To do »
For the listing below, output exactly the lines from the line with "One marker for each instance of the scooter." up to and including the line with "One marker for each instance of the dog's ear.", and no other lines.

Given records »
=== Section Start ===

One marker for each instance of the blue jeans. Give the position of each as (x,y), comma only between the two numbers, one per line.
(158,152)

=== Section End ===
=== Section Start ===

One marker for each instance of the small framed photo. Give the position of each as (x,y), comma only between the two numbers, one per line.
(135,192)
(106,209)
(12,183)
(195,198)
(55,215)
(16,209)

=== Section End ===
=== Section Start ===

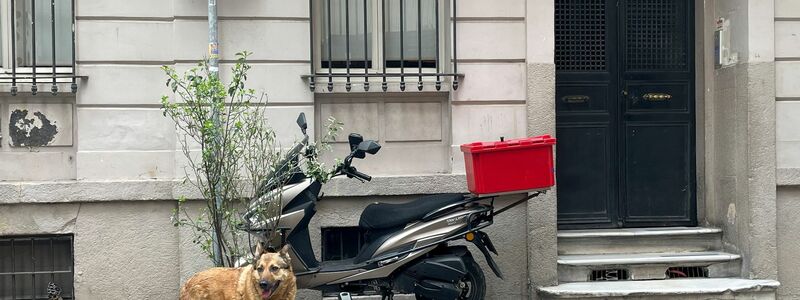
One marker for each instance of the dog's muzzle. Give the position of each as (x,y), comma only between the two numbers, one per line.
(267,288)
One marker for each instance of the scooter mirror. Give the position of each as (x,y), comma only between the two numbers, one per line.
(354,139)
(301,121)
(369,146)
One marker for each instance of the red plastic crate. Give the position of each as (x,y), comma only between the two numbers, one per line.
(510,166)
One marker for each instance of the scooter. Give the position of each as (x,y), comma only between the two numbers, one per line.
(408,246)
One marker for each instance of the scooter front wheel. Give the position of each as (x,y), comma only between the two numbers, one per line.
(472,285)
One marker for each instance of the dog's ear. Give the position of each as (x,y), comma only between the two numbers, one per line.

=== Section End ===

The completed task »
One marker for each instance of the scooter. Give the position of each as (x,y), comma only between the two numbers, one per line.
(408,246)
One marker for each instance of the scooter front wheel. Give the position of each as (x,y), comma only between the two numbers, one per line.
(472,285)
One marker for each instance of the dog's ear. Give the position of each as (x,y), comma only between the two numbers, one per line.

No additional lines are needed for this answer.